Everyone is raving about the speed of using AI to make our lives easier. But in my world of college admissions, AI needs a lot more work to be able to compete or surpass the quality of what a human can do. Currently, AI-generated admissions work lacks accuracy and soul.

My team and I took a look at three ways students and parents use AI in the college admissions process: putting together a college list, researching testing policies, and creating a college essay. We ran data through AI and then compared what AI generated to our own work. The difference between AI-generated research and writing versus what we can do were shockingly different.

Here's what we found:

Creating a College List

  • We ran the exact data of a student who we created a college list for this past year through AI software. 
  • The acceptance rates for colleges that AI generated were not updated. In fact, they were inaccurate and were usually higher than what they actually are. 
  • Thus, the AI college list included many colleges that the student was simply not competitive for. 
  • AI was not able to discern the difference between a reach school and an "out-of-reach" school. It also identified reach, target, and likely colleges more generously than what we typically do. In other words, what AI thought was a target or likely college for a student is often a reach or out-of-reach college in reality.

• ENTRIES SHOWN:
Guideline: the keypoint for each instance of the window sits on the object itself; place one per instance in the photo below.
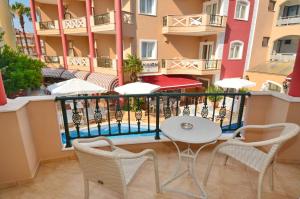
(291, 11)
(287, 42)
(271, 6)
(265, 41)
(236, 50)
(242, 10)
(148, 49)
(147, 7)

* * *

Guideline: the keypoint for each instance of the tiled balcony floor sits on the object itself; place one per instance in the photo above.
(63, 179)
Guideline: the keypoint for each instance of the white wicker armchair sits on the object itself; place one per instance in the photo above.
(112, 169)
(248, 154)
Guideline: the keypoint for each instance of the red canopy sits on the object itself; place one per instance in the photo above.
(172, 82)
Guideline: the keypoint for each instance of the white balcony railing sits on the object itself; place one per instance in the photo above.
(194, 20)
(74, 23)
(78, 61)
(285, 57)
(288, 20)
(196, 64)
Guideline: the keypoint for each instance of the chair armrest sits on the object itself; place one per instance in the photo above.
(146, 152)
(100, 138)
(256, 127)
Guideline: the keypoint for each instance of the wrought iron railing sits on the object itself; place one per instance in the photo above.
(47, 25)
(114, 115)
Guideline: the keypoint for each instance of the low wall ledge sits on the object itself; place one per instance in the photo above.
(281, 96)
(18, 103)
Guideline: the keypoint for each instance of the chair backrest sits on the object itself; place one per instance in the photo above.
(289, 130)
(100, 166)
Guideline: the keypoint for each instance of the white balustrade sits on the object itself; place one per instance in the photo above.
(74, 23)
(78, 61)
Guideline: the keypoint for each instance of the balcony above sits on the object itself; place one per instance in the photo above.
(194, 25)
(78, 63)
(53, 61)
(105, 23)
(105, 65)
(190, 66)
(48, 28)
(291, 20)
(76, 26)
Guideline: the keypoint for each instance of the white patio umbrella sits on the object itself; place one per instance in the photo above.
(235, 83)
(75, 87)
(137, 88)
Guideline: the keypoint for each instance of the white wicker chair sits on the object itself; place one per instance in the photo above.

• DIRECTIVE: Pick up the piece on AI in college admissions after its last sentence and continue it in the same voice.

• RESPONSE TO THIS TASK:
  • AI did not provide colleges that met the criteria that the student requested from us. For example, despite prompting AI to find colleges with generous merit scholarships, it included a number of colleges that offered zero merit scholarships.

Researching Testing Policies

  • When researching which colleges did not superscore the SAT or ACT, AI provided inaccurate results. For example, AI indicated that the University of Pennsylvania did not superscore either test, yet Penn's undergraduate admissions website indicates the opposite.
  • When researching which colleges will count the Science score of the ACT into the composite score if provided (even though it's optional), AI got 1/4 of the policies wrong and missed key nuances on others.

RELATED READING: 5 Questions Facing the Class of 2027 (and My Answers!)

Writing a College Essay

  • When we took one of the essays we edited last year and plugged the same topic into an AI model, we got very different results. We provided the AI model with instructions on adding detail and emotion, while also providing specific names and experiences. We also instructed it to remove em dashes (a common indicator that AI was used in an essay). 
  • The AI detector reported that the essay created by the AI model was 91% AI-generated. The AI detector reported that the essay we edited was 0% AI-generated.
  • The AI-generated essay had a very negative tone to it, while the edited essay was an all-time favorite for our team and resulted in better-than-expected admissions results for the student who wrote it.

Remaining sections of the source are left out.